Meet five veterans who overcame personal struggles and found God through The Salvation Army.

This Veterans Day, let us remember:

“Greater love has no one than this: to lay down one’s life for one’s friends.” —John 15:13


In 1972, “Butch” Theodore Burgner lost his right leg during the Vietnam war and was awarded a Purple Heart. About a decade ago, doctors diagnosed him with throat cancer and gave him only a 10 percent chance of survival. They believed the cancer could have been caused by the defoliant Agent Orange, which he had been exposed to during the war. Today, Burgner has a prosthetic leg and is a faithful senior soldier at the Chambersburg Corps.

I was born and raised in Chambersburg, Pa., a town famous for its Civil War history. I joined the U.S. Army to escape an abusive childhood. I was just 18 when I landed in Vietnam. I served from 1970–72 as an infantry “grunt” with the 101st Airborne Division.

I was trained in demolition. My job was to blow the tops off of every hill. That way, if anybody came under enemy fire or needed to be medevaced out, all they had to do was go to the nearest flattop hill.

One day, my officer told me to go up and secure my squad. Right where everyone stood, I walked up and said, “Let’s spread it out. If Charlie lobs one in here, it will get you all in one shot!” Suddenly the ground just caved in. At that moment, I pretty much knew I had stepped on a mine. At the time, I had about 100 pounds of equipment on me. I froze, but the mine still blew. It disintegrated everything, including my clothes. I was smoking.

When that happened, I began speaking to something. People call the experience shellshock or whatever, but I know there is a God because that day, I discovered a love beyond this earth that was so pure I could feel it. It told me that I had to go back, that I couldn’t stay, and that it wasn’t my time.

I pleaded, “I don’t want to go back in the war zone!” But the next thing I knew, my medic was standing over me. He said, “I thought you were dead!” I said, “I think I was.”

That experience always stuck with me. I know that there is a God. I know that I felt what a taste of heaven has to be like because I can’t describe the love and purity that I felt. I’ve never felt that on this earth.

If I take my best moment in life, the most love I’ve ever felt, and multiply it by tens of thousands, it doesn’t even compare to what I felt at that moment. I know that there’s a God because I’ve been in His presence. No, it wasn’t shellshock or something I envisioned in my mind.

After I got hit, I spent close to a year and a half in Valley Forge Hospital. Initially, they gave me two pain pills and two beers to help the pain pills work. They did work, but unfortunately after about a year or a year and a half of that, I became addicted to pain pills and also to alcohol.

For the next 15 to 20 years of my life, I lived that way. One day, I knew that if I didn’t quit, I was going to end up killing myself or someone else. So, for two years I gave up the drugs and alcohol. I was sober, but I felt empty. I thought, There has to be more to this!” I prayed to the Lord that He would take it all from me.

I was a functional alcoholic. I would drink a beer as I was going to bed and finish it when I got up in the morning. I would drink all day and all night while I held down a job for the government.

Finally, I just told the Lord, “I need Your help. I can’t do this on my own.” All I know is when I got up from my knees, the Lord took it. I never had a craving to drink or drug again, I never had a desire, I never had any shakes or anything physical from it. The Lord took it. The Lord spoke to my heart and turned it around. I just didn’t know I could have such joy without drink or drugs.

- **Tasks**:
- 1) Based on the veteran's account, decide whether each statement agrees with it: (a) Burgner served with the 101st Airborne Division, (b) he spent about three years in Valley Forge Hospital, (c) he joined the U.S. Army to escape an abusive childhood. Answer yes or no for each and quote the words that settle it.
- 2) According to the veteran's account, what did doctors believe could have caused Burgner's throat cancer?
- 3) Continue the veteran's account from its last sentence.
The material after this text is not needed.

- **Provided data**:

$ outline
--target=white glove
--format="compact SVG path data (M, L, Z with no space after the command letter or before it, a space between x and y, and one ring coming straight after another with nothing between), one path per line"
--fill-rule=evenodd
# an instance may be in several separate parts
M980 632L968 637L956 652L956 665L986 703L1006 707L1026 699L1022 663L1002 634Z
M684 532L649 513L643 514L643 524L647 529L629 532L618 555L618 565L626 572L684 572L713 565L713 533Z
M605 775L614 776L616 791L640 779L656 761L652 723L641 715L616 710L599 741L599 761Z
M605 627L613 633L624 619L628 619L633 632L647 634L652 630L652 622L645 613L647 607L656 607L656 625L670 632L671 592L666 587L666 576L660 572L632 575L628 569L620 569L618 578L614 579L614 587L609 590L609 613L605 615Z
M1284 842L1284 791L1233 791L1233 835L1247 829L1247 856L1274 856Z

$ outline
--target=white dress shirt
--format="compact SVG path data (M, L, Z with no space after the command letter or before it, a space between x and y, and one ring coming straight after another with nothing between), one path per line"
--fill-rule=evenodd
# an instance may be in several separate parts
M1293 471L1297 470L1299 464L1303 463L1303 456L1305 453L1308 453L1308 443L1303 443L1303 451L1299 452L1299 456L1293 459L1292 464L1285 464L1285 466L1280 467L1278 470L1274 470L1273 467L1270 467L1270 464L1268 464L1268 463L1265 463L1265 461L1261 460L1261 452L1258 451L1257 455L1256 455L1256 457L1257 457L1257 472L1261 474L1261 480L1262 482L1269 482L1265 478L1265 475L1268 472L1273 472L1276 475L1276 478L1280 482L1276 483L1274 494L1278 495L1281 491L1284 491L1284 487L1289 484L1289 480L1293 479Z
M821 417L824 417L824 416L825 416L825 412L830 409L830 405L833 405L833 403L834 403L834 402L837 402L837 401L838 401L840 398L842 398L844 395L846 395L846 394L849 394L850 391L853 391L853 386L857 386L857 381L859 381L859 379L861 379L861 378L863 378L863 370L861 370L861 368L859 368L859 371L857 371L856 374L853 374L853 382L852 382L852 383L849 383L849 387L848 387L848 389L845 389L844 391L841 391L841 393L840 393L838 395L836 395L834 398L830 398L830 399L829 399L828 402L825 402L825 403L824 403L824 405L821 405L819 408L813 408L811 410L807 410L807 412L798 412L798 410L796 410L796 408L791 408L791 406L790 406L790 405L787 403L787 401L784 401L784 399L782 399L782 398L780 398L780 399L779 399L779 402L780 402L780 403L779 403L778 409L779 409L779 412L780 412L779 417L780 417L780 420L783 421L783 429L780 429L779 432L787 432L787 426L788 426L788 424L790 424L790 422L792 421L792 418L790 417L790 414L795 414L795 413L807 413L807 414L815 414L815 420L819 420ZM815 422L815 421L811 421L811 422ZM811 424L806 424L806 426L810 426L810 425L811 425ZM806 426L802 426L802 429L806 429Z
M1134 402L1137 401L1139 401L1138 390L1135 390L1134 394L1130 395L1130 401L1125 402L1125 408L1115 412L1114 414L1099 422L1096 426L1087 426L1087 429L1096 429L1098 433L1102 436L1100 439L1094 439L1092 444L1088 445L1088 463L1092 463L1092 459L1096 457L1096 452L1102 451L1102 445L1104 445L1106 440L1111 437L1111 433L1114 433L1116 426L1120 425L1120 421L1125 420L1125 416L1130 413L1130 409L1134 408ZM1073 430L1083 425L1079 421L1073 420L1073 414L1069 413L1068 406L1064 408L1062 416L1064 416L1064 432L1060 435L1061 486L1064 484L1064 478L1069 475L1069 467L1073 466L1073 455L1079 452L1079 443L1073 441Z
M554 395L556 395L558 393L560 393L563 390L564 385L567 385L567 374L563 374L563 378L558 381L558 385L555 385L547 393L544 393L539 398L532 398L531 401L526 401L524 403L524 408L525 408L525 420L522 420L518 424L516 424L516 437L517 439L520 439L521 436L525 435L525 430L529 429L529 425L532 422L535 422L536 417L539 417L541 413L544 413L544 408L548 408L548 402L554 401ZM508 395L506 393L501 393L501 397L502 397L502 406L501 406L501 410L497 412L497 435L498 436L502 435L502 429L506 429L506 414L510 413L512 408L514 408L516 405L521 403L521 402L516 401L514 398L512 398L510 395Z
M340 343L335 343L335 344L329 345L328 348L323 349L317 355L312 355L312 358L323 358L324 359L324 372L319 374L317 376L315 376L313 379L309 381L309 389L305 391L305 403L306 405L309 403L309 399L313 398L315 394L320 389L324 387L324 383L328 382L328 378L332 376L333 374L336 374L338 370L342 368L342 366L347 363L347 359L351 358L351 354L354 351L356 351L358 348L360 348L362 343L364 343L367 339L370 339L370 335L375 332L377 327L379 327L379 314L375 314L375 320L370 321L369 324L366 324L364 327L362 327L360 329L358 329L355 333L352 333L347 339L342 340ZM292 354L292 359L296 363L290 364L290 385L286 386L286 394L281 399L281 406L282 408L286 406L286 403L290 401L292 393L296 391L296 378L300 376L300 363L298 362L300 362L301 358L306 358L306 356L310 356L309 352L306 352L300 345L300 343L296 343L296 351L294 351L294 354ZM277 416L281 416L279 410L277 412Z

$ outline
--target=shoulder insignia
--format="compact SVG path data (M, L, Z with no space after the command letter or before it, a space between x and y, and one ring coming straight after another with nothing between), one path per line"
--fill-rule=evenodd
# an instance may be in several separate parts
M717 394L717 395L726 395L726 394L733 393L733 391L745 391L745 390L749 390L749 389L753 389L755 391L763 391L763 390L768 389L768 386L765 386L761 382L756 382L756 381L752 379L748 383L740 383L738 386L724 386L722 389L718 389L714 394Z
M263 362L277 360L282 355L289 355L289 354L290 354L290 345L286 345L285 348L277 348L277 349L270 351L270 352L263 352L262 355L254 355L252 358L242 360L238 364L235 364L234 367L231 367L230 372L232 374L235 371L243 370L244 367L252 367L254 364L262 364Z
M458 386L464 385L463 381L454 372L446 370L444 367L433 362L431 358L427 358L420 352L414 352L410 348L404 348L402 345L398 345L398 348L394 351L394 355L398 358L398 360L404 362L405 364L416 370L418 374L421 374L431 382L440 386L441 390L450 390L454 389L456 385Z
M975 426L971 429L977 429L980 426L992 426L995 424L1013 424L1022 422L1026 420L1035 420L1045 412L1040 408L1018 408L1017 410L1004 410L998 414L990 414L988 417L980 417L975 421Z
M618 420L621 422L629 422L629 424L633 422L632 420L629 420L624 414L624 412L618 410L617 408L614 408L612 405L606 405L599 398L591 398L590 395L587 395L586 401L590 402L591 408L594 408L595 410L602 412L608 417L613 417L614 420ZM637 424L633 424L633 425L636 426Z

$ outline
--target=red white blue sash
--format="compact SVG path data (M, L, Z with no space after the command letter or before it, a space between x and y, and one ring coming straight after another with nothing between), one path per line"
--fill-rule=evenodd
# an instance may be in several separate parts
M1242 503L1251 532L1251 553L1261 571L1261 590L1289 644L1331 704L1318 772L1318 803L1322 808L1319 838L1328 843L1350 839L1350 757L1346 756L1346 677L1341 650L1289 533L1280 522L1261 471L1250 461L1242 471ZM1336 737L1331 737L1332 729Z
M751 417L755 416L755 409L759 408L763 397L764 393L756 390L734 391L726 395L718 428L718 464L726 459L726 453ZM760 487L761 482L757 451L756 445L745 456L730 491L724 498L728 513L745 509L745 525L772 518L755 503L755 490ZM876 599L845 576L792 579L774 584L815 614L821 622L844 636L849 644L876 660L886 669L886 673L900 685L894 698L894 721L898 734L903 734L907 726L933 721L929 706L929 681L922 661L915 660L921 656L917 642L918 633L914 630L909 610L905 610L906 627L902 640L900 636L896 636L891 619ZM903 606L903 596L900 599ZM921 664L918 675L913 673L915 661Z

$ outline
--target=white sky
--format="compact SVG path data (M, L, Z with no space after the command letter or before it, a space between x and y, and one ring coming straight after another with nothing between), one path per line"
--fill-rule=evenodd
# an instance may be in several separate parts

- **Answers**:
- 1)
(a) Yes: "I served from 1970–72 as an infantry “grunt” with the 101st Airborne Division."
(b) No: "I spent close to a year and a half in Valley Forge Hospital."
(c) Yes: "I joined the U.S. Army to escape an abusive childhood."

- 2) The defoliant Agent Orange, which he had been exposed to during the war.

- 3)
I went to various churches, then ended up here at The Salvation Army, which is where the Lord led me. I’ve been a senior soldier for about 15 years. An old major told me, “You used to soldier for the army, now you soldier for the Lord.” That also stuck with me. It’s not about what I did. I served the American flag and for freedom. It isn’t about me. It’s about God and what He has done for me and where He has brought me. The Lord keeps me going. Through everything, God has given me peace.


John Tribble saw most of the Vietnam war through a camera lens while he served as a photographer in the U.S. Army from 1965–66. But he also saw plenty of combat. Later as a photojournalist, he would spend the next 30 years taking photos and performing other tasks for the Public Opinion, a newspaper in Chambersburg, Pa. Today, Tribble is a senior soldier at the Chambersburg, Pa., Corps.

By the time I went to Vietnam at age 26, I had already done a tour in Korea and a tour in Germany. I was considered an old man for that era.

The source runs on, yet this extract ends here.